Copy the data below word for word, leaving out the pictures.
——————
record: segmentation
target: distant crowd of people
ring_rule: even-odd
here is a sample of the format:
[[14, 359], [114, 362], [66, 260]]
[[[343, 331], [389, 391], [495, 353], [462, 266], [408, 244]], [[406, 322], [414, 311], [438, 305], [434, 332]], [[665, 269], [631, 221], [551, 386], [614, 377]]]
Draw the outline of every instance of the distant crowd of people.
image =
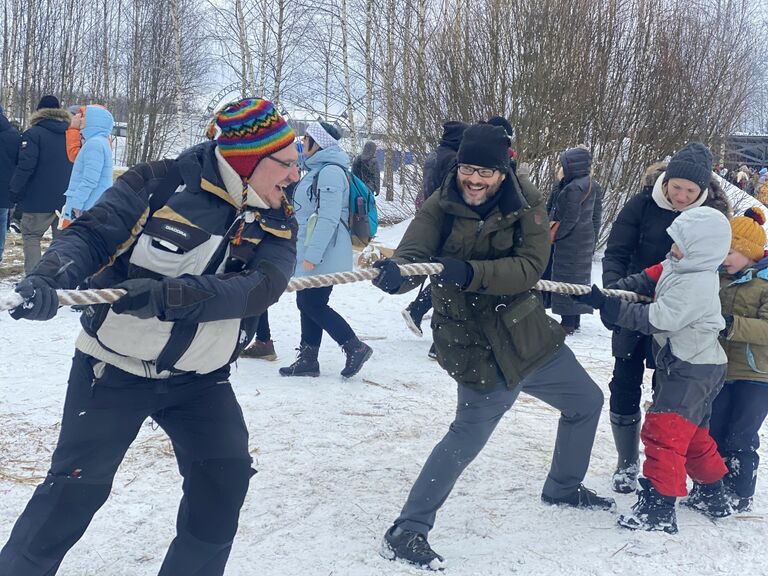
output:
——————
(FINISHED ANSWER):
record: segmentation
target: distant crowd of people
ring_rule: even-odd
here is a sample of the format:
[[14, 359], [114, 362], [66, 260]]
[[[343, 331], [389, 391], [495, 353], [462, 266], [408, 244]], [[406, 322], [414, 311], [438, 305], [434, 332]], [[665, 269], [631, 221], [551, 386], [614, 377]]]
Draw the outline of every instance of the distant crowd of people.
image =
output:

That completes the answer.